• _Quoted passage_:
[Start of Attachment]
I’m a firm believer that there is room for this kind of thing. I didn’t particularly like it, but I’ll defend its validity until I’m blue in the face because that’s how Shakespeare survives.

 

For this co-production with Why Not Theatre, Stratford has cast 13-year-old Eponine Lee in the female title role. This raises all sorts of issues. You can start with disgruntled 20-something actors who’ve been training and paying their dues in the hope of one day playing Juliet at the festival only to find the role handed to the still very green child of two prominent theatre-makers. Next there’s the issue of consent for Romeo & Juliet‘s intimacy, which underage Lee is not in a position to give. The production eliminates all physical touch (including violence) from the play, presumably to sidestep the consent issue but also I assume out of an abundance of Covid caution. It was the only responsible option after the initial production-defining casting decision was made, but Romeo & Juliet‘s story is so defined by thoughtless passion- both romantic and rageful- that nothing quite makes sense once physicality is removed from the equation. Finally there’s the issue of interpretation. I frankly think the ‘Juliet was just a child!’ refrain is cynically pedantic and shortsighted. Yes, technically, she is 13, but any contemporary-set production that plays her as such is actively choosing to ignore historical context. Romeo is only 16 by the way yet Stratford’s cast fully grown adult Dante Jemmotte, a fact that makes the choice of Lee seem even more gimmicky and less like the critical text-based interpretation I think it was meant to be. Jemmotte is excellent and I badly wanted to see what he could have accomplished playing opposite a peer.

 

The rest of the cast is pretty good, especially dependable players like Tom Rooney (the Nurse) and Rick Roberts (Capulet). Newcomer Sepehr Reybod’s Mercutio is annoyingly one-note but Lisa Nasson’s Benvolio stands out for their emotional complexity even within a severely chopped text. Beck Lloyd’s Tybalt is similarly a showstopper with nearly nothing to do (how I longed for a proper fight scene).
[End of Attachment]
• _Entries shown_:
[Start of Attachment]
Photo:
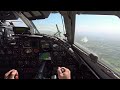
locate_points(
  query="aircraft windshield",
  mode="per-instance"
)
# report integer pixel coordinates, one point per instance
(16, 23)
(101, 35)
(53, 25)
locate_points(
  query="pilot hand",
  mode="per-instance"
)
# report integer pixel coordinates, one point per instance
(63, 73)
(12, 74)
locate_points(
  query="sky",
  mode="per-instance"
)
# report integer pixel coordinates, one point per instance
(84, 23)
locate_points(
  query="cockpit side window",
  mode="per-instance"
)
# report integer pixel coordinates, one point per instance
(100, 34)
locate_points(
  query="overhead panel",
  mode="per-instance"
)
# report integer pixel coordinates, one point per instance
(33, 15)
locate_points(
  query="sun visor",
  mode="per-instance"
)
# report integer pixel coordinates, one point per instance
(32, 15)
(7, 15)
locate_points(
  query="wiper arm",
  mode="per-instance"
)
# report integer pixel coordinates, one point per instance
(58, 31)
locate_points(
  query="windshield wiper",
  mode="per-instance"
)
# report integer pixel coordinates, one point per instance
(58, 32)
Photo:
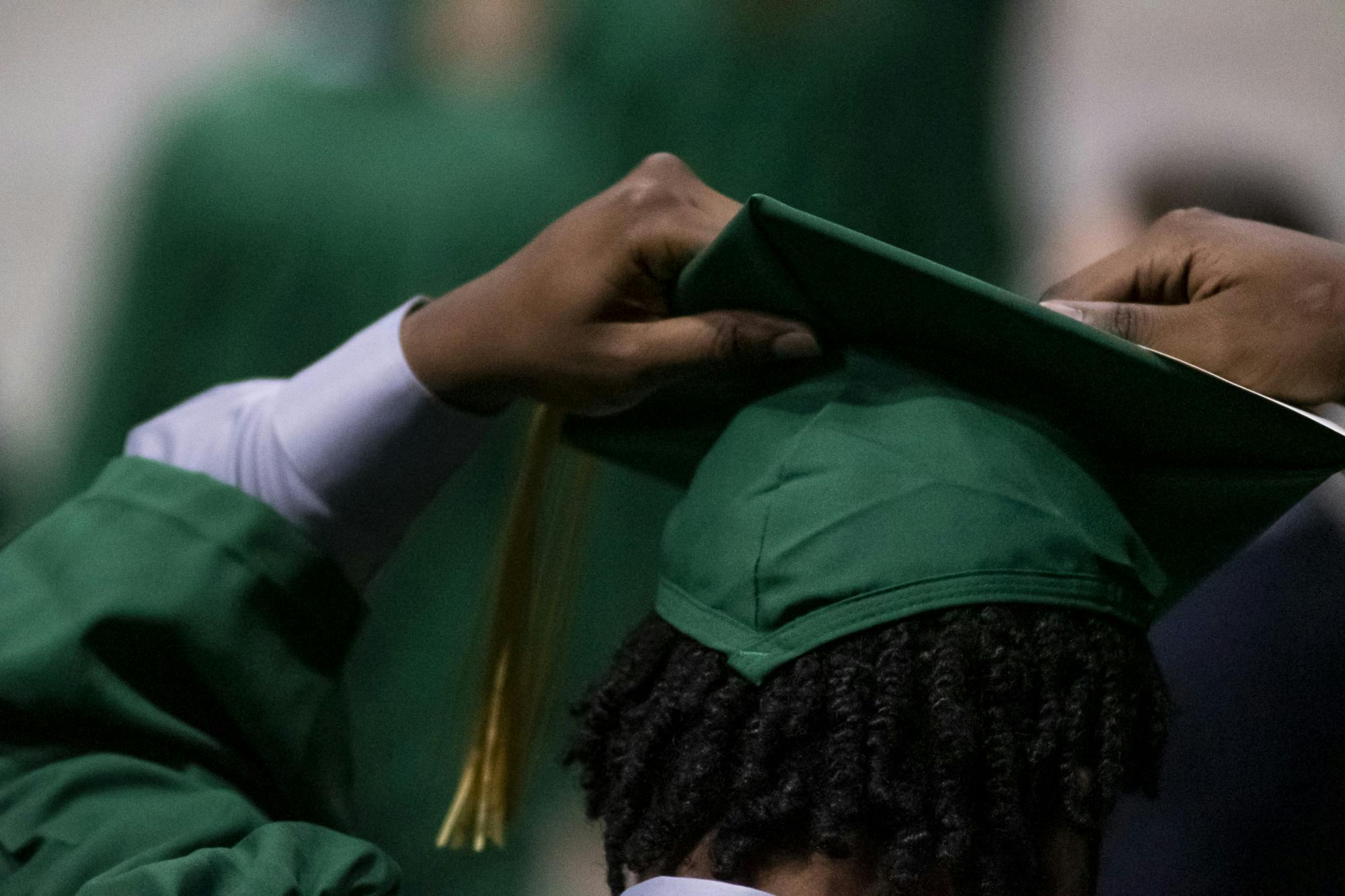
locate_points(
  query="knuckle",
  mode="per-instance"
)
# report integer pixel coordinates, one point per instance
[End of Attachment]
According to the review of the Stratford Romeo & Juliet, why does casting Dante Jemmotte make the choice of Eponine Lee seem more gimmicky?

Romeo is only 16 in the play, yet Stratford cast a fully grown adult, Dante Jemmotte, in the role. That inconsistency makes casting 13-year-old Lee look less like the critical text-based interpretation it was apparently meant to be.